(INFORMATION SHOWN begins)
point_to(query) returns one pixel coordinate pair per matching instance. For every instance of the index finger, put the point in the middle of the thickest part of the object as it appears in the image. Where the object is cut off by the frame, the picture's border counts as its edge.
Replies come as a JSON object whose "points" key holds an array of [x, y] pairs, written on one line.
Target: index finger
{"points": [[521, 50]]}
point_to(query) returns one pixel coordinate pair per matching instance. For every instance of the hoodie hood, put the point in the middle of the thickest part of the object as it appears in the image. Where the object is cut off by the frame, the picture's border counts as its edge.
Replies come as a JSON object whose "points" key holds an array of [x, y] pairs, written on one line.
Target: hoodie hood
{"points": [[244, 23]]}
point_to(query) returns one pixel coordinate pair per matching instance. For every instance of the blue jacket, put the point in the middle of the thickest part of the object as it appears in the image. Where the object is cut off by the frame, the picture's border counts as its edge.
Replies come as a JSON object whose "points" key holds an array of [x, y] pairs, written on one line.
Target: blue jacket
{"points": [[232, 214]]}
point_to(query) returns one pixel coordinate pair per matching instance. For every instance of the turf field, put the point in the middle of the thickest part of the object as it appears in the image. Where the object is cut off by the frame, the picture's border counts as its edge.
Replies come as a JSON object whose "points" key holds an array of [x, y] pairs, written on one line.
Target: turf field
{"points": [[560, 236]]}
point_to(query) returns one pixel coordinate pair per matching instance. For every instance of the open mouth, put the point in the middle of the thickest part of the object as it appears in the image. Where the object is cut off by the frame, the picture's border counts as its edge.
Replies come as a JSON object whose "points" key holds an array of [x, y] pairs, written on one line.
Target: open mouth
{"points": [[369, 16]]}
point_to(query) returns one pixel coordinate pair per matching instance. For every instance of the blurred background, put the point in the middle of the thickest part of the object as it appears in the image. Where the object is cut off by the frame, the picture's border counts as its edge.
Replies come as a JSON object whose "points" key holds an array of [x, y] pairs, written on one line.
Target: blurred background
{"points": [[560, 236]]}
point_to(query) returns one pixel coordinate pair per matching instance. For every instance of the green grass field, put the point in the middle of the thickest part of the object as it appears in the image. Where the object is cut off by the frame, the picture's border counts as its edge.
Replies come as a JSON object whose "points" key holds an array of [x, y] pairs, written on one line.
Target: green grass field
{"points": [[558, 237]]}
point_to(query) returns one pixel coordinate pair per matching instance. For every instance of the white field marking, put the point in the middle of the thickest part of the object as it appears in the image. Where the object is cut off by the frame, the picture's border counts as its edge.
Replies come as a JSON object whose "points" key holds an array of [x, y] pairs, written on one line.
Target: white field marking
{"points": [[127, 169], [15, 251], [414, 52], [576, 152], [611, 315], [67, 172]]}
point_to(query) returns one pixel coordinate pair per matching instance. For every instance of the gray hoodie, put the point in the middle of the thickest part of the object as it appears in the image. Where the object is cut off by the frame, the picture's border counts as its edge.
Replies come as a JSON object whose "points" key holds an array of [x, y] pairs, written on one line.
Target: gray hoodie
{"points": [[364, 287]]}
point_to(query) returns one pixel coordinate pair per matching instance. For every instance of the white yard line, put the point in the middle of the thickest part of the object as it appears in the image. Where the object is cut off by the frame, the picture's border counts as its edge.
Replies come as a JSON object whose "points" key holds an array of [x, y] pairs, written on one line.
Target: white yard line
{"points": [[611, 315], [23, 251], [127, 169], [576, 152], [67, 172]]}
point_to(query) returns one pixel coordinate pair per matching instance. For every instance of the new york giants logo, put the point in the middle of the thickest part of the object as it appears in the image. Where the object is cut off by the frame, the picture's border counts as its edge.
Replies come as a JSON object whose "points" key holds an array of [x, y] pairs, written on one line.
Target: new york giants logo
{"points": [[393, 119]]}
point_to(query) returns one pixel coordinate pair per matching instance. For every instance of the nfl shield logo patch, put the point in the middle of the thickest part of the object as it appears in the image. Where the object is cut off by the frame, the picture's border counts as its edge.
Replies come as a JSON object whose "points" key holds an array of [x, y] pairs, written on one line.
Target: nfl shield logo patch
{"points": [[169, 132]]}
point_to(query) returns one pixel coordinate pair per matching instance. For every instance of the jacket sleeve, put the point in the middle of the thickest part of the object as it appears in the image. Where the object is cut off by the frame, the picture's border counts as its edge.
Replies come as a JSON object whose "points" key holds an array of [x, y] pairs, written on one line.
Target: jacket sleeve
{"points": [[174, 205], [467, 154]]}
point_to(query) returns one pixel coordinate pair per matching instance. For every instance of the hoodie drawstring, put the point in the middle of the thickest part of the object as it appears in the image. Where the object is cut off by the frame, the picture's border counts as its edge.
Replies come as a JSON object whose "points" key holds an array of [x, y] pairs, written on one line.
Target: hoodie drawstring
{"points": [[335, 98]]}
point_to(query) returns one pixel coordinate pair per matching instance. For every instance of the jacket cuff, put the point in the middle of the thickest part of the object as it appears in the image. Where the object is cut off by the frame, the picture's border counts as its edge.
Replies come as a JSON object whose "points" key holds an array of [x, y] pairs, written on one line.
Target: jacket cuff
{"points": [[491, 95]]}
(INFORMATION SHOWN ends)
▶ **TRY IT**
Reproduce the listing above verbatim.

▶ **RESPONSE BOX**
point_to(query) returns one pixel coordinate pair per matching instance. For every instance of the index finger, put the point in the middle of the thickest part of the object as it appears in the image. Where the object is cut off by the frame, the picture's border counts as its edge.
Replies come as a JSON object whose "points" key holds an array of [x, y] pairs, written on one line.
Target: index finger
{"points": [[521, 50]]}
point_to(query) returns one pixel coordinate pair per matching instance. For every instance of the hoodie hood, put the point in the middle of the thickest part of the object as it appears in the image. Where the object is cut off by the frame, the picture's border counts as its edge.
Replies come as a JSON object whose "points" key holds an array of [x, y] pairs, written on one line.
Target: hoodie hood
{"points": [[244, 23]]}
point_to(query) returns one pixel coordinate pair per matching instance. For every instance of the blue jacket, put the point in the middle of the thickest part of the object as it appears in the image. Where the object is cut off by the frame, the picture's border counts as its edge.
Replies come as a JSON object whose "points" key holds an array of [x, y] pairs, written on one line.
Target: blue jacket
{"points": [[232, 214]]}
point_to(query) returns one pixel coordinate pair per matching instance. For every instance of the turf field, put the point in the middle of the thickest part of the object as it appears in the image. Where the object is cut off by the frame, the picture's border counts as its edge.
Replies come as a JSON object whose "points" key holds an array of [x, y] pairs, written on one line.
Target: turf field
{"points": [[560, 236]]}
point_to(query) returns one pixel coordinate pair per matching instance. For every instance of the open mouth, put the point in the middle of the thickest part of the object as it appears in the image. Where the object is cut off by the frame, the picture's border counts as its edge.
Replies come as a JSON object whose "points" key holds an array of [x, y] pairs, written on one line.
Target: open mouth
{"points": [[369, 16]]}
point_to(query) returns one pixel coordinate pair per matching instance. For every instance of the blurred background, put the point in the middle of the thickest part of the object as it appears in the image. Where the object is cut off by the frame, the picture's border counts as its edge.
Replies come as a JSON object whose "points" key holds an array of [x, y] pairs, written on one line.
Target: blurred background
{"points": [[560, 236]]}
point_to(query) returns one pixel coordinate pair per matching instance. For every instance of the green grass field, put the point in the middle of the thickest part of the object as it appears in the image. Where the object is cut off by the frame, the picture's border counts as its edge.
Replies come as a JSON object whose "points" key holds an array of [x, y] pairs, written on one line.
Target: green grass field
{"points": [[558, 237]]}
point_to(query) returns one pixel coordinate pair per matching instance. For every instance of the white field marking, put the point in the middle of the thickest part of the object as it appears in the image. Where the object is cut off by the frame, the picture's border counts as its edge.
Replies come as a JSON object whose "points" key holds an array of [x, y] pairs, written on one line.
Target: white field marking
{"points": [[127, 169], [15, 251], [414, 52], [576, 152], [611, 315], [67, 172]]}
point_to(query) returns one pixel coordinate pair per matching instance. For every instance of the gray hoodie, put the point in the middle of the thickest part of the object as it appears in the image. Where the object is cut off by the frame, the picture's border counts as its edge.
Replies come as a JSON object whose "points" key holds an array of [x, y] pairs, written on one line.
Target: gray hoodie
{"points": [[364, 287]]}
point_to(query) returns one pixel coordinate pair per matching instance. For every instance of the white yard line, put the point in the middle of the thickest part of the object as it appears in the image. Where the object is cut off by the frame, the picture's border counts as its edge.
Replies come as a JSON object whose "points" key holds an array of [x, y] pairs, written on one line.
Target: white yard line
{"points": [[611, 315], [23, 251], [127, 169], [576, 152], [67, 172]]}
point_to(query) returns one pixel coordinate pair per matching instance. For every instance of the new york giants logo, put the point in the middle of the thickest part of the object as it appears in the image. Where the object is cut off by the frame, the picture's border counts as its edge.
Replies come as a JSON object whose "points" key holds an array of [x, y] pairs, written on one line.
Target: new york giants logo
{"points": [[393, 119]]}
point_to(query) returns one pixel coordinate pair per matching instance. For every instance of the nfl shield logo patch, put the point in the middle of the thickest part of the object as it appears in the image. Where the object is cut off by the frame, the picture's border counts as its edge.
Replies come as a JSON object whose "points" key holds an array of [x, y] pairs, written on one line.
Target: nfl shield logo patch
{"points": [[169, 132]]}
point_to(query) returns one pixel coordinate pair per matching instance. For every instance of the jacket sleeve, put the point in the middle of the thickest part of the object as it appears in the image. Where the object is cut off by the frame, the picture's border counts as its edge.
Replies come as a JSON object whose "points" key holds an array of [x, y] pairs, written on one line.
Target: jacket sleeve
{"points": [[174, 205], [467, 154]]}
point_to(query) returns one pixel coordinate pair per matching instance. For every instance of the hoodie drawstring, put the point in the middle of the thickest part of the object as it appears in the image. Where the object is cut off by the frame, the picture's border counts as its edge.
Replies come as a JSON object whose "points" key holds an array of [x, y] pairs, written on one line.
Target: hoodie drawstring
{"points": [[335, 98]]}
point_to(query) returns one pixel coordinate pair per matching instance. For every instance of the jacket cuff, put the point in the middle of the thickest part of the object as it appears in the image. Where the object is cut off by the frame, the picture's border counts as its edge.
Replies come as a JSON object whose "points" key holds an array of [x, y] pairs, written on one line.
Target: jacket cuff
{"points": [[491, 95]]}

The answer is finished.